Write out the items below word for word, from the start of the items through the line that contains "[[[358,203],[456,214],[456,164],[358,163]]]", including both ends, and leave out the pictures.

## BEGIN EXTRACTED ENTRIES

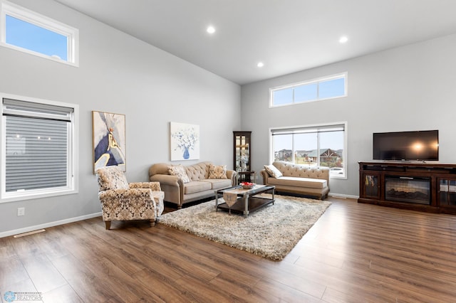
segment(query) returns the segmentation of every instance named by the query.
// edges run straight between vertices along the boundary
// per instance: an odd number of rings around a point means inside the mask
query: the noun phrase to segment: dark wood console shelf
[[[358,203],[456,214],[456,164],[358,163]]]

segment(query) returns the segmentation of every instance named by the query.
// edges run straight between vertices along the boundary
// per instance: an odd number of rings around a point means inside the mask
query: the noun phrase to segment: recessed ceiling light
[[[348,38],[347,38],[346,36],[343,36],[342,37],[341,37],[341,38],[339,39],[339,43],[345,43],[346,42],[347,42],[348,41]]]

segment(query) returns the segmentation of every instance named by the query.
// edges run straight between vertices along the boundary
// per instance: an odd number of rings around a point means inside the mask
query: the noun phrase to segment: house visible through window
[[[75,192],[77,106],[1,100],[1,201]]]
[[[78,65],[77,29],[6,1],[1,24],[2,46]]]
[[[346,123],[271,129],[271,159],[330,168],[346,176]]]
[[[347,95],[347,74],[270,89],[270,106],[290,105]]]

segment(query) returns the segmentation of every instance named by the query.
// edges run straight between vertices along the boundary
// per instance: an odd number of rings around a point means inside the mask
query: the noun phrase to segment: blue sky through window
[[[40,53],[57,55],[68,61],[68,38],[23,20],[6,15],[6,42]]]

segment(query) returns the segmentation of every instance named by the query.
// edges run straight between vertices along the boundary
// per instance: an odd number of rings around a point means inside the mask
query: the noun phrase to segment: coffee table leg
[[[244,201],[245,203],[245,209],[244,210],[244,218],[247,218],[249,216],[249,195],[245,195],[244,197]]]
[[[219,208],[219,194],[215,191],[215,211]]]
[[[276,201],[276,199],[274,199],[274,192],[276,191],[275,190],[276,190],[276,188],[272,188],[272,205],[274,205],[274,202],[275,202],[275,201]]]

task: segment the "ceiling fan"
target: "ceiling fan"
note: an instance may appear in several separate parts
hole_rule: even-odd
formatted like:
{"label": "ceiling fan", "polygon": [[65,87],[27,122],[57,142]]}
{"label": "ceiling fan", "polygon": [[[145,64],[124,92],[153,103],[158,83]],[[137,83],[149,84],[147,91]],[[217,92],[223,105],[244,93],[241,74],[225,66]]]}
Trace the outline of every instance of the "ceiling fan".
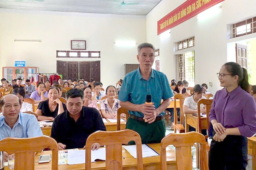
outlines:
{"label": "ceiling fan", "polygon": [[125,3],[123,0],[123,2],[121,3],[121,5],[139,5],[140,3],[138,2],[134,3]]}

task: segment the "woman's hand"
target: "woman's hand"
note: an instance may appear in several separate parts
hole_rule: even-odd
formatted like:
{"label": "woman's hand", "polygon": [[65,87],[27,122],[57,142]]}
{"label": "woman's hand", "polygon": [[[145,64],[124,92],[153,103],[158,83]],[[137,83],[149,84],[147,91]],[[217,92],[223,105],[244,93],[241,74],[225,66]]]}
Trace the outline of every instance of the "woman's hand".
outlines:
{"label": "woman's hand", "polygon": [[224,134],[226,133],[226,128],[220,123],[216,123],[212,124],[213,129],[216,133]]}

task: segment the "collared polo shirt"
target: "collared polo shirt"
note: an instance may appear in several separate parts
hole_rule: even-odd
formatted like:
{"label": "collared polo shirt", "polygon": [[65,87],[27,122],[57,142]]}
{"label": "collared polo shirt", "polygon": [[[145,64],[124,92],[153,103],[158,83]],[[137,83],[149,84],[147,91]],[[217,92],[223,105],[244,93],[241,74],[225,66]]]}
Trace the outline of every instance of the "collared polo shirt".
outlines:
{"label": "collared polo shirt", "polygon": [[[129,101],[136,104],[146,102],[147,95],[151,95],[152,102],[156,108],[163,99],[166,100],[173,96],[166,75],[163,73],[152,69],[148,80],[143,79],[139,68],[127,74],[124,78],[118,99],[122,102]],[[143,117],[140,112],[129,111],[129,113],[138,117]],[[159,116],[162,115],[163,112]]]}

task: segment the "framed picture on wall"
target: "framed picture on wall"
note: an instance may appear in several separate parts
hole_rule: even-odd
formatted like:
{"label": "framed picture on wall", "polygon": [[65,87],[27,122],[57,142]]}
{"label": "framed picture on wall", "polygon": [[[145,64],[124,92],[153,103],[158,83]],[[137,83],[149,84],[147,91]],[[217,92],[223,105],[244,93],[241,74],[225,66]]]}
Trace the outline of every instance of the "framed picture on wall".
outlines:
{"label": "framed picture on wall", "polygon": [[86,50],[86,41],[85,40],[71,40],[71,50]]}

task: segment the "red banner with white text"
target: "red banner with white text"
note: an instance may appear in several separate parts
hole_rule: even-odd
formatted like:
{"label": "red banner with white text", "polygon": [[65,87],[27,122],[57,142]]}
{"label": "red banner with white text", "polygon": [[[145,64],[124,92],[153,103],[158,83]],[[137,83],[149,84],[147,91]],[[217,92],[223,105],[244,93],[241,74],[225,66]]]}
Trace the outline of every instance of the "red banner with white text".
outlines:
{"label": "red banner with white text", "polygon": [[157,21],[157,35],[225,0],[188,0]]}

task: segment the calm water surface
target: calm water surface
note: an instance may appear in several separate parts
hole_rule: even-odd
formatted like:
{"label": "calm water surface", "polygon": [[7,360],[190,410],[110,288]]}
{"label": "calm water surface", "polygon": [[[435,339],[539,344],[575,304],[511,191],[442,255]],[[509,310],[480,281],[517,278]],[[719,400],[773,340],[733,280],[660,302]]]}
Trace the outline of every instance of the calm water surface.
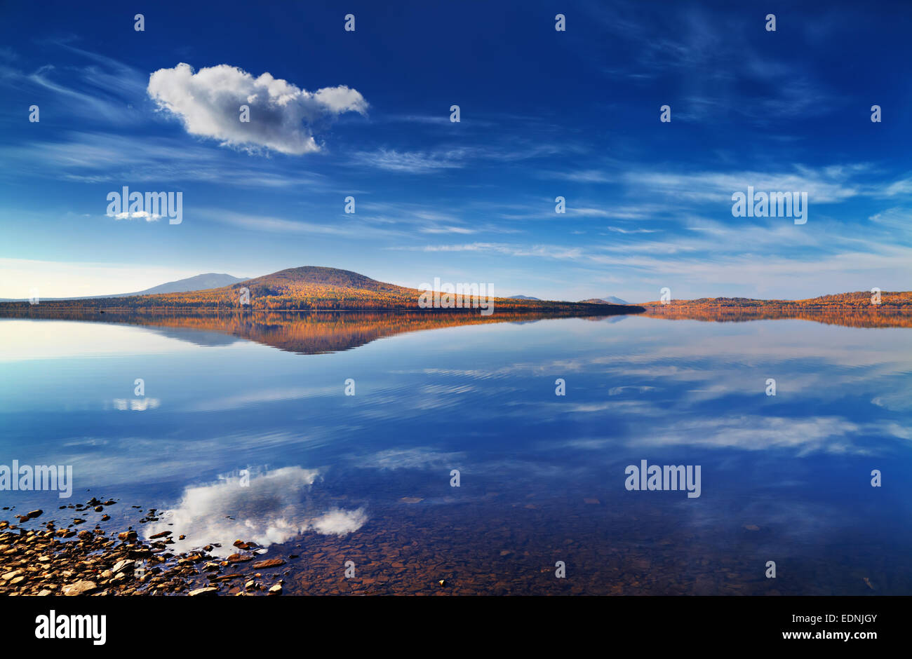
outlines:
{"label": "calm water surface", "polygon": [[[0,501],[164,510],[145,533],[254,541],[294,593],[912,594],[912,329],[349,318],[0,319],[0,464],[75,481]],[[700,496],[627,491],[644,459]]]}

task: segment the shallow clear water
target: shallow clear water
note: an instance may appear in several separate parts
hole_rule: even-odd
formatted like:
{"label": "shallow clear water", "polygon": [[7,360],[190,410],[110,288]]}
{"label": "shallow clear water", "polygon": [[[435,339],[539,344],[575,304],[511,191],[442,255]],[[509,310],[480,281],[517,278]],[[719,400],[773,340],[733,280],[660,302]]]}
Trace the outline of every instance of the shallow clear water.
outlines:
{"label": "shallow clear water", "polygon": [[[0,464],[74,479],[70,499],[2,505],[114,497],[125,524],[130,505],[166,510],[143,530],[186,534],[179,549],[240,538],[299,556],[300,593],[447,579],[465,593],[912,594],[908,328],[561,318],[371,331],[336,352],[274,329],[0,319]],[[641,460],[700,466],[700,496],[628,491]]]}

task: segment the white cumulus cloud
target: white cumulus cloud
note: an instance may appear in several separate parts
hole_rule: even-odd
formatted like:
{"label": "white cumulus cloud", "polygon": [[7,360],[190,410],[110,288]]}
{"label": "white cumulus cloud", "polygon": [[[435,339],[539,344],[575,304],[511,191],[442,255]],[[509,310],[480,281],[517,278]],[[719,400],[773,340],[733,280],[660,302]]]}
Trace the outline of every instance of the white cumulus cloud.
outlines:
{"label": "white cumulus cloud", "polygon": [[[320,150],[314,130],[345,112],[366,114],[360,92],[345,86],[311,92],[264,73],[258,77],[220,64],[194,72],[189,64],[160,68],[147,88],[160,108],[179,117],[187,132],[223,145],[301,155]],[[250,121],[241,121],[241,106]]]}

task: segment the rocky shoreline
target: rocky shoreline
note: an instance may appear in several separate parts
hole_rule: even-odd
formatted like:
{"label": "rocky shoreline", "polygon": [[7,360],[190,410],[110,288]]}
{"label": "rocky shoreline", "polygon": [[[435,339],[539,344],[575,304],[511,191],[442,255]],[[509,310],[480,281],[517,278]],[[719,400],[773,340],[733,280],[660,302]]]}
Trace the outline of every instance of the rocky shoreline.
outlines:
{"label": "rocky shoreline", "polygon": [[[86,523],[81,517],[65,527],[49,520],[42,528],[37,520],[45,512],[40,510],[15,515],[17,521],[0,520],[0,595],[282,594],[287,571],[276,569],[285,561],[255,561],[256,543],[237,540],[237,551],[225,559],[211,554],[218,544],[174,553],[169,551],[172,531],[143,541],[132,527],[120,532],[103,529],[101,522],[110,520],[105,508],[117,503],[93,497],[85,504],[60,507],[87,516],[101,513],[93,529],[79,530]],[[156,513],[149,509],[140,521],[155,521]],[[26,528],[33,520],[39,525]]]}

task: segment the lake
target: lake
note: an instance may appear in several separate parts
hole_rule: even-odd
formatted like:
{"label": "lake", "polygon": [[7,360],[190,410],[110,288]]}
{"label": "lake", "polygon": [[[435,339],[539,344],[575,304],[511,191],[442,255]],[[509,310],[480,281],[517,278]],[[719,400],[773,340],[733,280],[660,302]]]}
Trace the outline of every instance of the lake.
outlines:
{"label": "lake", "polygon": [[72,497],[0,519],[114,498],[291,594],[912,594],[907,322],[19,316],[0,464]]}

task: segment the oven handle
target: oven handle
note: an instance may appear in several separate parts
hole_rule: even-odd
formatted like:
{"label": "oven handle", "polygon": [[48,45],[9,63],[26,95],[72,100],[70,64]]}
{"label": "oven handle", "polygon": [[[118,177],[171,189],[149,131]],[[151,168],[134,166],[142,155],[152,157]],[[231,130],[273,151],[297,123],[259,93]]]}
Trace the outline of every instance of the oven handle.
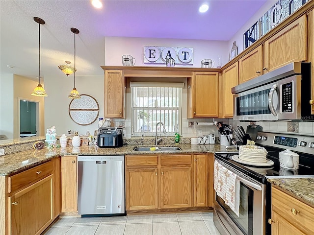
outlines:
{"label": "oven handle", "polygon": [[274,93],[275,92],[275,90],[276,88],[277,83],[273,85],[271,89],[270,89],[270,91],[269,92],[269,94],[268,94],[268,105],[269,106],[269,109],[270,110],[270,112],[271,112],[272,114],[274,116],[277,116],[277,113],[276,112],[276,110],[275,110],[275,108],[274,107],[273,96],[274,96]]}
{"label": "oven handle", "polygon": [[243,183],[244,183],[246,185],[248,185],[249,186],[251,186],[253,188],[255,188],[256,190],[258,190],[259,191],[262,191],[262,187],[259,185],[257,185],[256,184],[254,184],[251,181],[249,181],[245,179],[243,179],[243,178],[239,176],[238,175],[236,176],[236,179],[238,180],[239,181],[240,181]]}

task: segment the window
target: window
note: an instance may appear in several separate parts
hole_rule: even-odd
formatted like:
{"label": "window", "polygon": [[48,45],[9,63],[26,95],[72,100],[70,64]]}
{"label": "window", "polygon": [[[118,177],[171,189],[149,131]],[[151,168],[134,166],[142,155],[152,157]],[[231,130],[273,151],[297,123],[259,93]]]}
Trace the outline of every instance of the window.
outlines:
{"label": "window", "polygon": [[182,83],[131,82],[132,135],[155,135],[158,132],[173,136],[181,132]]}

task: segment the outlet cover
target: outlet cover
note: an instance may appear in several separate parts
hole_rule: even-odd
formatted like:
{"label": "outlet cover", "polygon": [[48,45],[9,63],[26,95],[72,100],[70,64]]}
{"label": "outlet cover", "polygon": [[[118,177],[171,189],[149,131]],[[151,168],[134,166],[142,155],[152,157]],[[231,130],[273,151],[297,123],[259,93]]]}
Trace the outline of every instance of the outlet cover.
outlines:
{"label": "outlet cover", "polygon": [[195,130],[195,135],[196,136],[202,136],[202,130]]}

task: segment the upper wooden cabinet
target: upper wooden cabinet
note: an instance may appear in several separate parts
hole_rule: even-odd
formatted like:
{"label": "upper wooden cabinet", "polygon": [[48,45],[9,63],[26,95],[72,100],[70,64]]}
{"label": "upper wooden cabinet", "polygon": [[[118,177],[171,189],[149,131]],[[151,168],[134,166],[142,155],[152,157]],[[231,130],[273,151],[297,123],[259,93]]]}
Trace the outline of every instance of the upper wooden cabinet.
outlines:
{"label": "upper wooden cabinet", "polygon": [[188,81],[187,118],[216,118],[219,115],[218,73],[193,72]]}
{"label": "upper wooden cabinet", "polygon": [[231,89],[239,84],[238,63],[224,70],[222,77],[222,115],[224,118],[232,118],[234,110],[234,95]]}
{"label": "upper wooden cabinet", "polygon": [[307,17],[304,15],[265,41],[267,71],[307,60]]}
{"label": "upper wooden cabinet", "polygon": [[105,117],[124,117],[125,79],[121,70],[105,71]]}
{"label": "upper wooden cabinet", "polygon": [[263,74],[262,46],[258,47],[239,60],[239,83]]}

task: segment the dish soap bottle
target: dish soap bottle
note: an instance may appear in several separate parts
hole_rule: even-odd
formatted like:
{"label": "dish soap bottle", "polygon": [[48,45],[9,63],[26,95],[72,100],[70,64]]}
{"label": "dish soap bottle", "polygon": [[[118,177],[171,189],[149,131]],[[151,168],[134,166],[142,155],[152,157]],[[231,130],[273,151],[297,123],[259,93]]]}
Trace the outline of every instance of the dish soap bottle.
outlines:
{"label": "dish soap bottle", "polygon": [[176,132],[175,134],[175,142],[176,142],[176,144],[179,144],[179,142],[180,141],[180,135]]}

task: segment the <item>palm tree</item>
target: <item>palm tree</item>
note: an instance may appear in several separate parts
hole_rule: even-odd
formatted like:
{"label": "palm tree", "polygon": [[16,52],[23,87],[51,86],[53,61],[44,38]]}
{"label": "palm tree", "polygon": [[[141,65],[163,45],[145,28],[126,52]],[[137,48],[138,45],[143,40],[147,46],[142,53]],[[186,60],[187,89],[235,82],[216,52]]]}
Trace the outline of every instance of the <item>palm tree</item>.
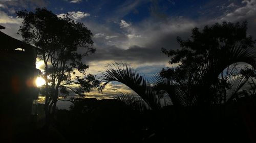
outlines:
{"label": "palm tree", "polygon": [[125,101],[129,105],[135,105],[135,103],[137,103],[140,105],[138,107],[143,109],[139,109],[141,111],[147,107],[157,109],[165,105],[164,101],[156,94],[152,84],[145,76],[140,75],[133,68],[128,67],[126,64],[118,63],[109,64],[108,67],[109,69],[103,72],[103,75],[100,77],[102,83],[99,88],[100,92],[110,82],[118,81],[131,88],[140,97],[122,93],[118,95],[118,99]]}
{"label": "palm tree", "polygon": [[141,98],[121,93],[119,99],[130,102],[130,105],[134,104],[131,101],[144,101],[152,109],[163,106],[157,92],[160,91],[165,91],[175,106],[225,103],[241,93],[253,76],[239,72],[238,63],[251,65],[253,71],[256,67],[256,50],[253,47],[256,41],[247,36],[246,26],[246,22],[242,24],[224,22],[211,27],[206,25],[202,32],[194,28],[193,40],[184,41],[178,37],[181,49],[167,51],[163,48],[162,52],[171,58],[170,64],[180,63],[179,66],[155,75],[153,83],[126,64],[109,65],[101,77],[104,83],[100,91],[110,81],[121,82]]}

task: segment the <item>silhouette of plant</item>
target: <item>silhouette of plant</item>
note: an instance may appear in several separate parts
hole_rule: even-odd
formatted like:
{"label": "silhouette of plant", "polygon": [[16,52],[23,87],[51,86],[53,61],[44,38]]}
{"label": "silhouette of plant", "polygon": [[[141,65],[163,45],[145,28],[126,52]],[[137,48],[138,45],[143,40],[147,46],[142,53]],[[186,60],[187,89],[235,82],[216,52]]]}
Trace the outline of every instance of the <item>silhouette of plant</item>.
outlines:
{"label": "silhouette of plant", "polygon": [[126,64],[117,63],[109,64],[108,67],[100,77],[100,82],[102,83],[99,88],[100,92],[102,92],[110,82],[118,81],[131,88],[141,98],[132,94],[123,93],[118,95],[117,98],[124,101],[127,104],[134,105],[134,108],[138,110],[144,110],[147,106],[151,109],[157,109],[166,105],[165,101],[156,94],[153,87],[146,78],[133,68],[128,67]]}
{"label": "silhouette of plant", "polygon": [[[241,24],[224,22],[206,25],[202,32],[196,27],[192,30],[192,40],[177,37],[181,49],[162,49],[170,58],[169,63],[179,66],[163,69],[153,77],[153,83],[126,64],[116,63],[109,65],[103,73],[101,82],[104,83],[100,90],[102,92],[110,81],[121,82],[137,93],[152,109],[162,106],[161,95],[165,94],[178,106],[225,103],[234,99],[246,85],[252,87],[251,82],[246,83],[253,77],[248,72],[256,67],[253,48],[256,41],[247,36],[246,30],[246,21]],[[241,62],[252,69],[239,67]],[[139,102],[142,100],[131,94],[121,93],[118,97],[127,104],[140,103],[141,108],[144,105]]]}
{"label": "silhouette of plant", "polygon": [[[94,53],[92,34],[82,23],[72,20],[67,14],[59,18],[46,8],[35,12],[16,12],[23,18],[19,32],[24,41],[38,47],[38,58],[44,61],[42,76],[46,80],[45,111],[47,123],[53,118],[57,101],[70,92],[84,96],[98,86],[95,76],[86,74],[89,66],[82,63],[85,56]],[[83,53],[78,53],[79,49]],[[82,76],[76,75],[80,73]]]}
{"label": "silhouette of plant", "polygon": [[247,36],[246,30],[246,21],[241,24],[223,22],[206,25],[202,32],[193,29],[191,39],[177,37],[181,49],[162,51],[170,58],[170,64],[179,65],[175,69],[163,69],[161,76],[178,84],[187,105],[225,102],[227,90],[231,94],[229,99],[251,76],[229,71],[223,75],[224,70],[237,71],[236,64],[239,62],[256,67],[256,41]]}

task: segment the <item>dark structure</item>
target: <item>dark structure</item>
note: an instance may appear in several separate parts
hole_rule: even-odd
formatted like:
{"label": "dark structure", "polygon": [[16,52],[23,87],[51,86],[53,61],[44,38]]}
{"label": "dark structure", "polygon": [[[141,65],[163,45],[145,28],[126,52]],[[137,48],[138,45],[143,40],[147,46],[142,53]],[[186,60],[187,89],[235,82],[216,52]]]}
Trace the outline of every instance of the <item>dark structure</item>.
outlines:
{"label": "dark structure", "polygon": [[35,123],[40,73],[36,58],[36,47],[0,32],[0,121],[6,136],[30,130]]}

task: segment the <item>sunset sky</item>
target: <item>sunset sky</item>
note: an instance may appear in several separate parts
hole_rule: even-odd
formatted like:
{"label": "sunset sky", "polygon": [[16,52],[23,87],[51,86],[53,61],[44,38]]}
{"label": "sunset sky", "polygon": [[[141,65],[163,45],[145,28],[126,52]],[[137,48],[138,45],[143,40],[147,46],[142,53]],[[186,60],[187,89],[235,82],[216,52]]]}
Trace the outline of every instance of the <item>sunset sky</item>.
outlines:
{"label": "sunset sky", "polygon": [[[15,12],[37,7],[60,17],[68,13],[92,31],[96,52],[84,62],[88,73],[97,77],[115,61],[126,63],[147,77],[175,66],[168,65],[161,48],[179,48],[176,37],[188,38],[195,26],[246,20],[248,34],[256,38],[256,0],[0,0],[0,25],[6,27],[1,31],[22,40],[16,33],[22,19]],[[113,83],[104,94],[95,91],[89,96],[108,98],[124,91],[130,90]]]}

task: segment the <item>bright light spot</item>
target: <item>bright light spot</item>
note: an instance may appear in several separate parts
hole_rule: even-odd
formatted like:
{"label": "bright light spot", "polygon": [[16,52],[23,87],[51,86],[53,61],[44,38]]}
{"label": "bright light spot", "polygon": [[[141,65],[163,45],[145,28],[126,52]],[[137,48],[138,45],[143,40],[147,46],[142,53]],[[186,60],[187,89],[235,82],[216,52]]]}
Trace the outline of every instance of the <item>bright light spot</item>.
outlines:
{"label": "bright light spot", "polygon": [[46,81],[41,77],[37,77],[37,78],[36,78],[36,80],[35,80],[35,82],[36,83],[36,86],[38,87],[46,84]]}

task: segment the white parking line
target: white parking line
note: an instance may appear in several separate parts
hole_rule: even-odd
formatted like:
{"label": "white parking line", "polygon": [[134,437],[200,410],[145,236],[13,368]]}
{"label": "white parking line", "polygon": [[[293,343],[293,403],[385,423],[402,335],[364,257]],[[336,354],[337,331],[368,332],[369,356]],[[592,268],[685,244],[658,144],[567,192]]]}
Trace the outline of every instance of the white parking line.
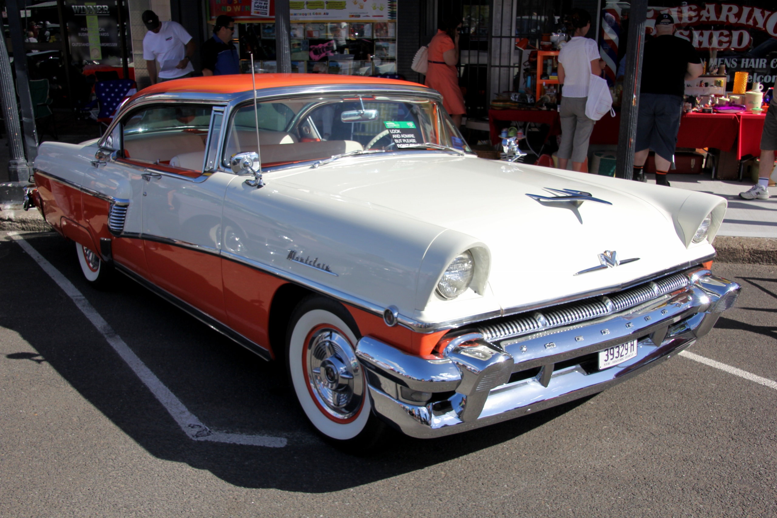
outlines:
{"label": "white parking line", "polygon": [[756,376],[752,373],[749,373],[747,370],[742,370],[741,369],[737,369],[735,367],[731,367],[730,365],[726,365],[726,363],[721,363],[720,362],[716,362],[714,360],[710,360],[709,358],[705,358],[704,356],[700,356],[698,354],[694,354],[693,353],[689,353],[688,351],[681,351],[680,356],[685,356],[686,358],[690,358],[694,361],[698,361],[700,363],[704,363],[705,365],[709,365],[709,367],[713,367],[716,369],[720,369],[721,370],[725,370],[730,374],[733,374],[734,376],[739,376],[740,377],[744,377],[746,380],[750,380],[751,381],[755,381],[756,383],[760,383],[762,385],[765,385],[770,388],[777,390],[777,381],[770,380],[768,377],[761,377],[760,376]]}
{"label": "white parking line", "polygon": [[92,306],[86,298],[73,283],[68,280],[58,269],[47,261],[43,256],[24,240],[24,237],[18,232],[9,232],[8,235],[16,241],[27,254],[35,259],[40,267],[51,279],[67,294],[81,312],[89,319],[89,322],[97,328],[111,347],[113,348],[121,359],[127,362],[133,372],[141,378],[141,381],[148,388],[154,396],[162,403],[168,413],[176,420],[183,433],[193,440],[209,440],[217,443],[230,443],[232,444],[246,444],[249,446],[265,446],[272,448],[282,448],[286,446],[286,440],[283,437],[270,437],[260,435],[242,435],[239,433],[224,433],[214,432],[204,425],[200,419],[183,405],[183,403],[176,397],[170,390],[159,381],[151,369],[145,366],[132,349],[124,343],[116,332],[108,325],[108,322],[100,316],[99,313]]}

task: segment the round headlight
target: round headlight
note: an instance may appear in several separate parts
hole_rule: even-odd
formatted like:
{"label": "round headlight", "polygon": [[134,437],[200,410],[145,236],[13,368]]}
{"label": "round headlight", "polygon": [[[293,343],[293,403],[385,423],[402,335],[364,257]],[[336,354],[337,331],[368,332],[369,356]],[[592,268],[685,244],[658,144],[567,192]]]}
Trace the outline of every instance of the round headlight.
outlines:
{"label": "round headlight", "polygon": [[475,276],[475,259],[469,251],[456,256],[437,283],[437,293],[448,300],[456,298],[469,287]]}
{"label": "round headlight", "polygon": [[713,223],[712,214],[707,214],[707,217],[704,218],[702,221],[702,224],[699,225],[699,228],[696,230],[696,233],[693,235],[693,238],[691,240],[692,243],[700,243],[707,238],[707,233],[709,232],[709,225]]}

## END EXTRACTED ENTRIES

THE OUTPUT:
segment(query) returns the segmentation of every instance named by the query.
// edges run straight between vertices along the boundary
// per instance: an odd number of rings around a point means inside the mask
query: the noun phrase to segment: dark wood console shelf
[[[358,203],[456,214],[456,164],[358,163]]]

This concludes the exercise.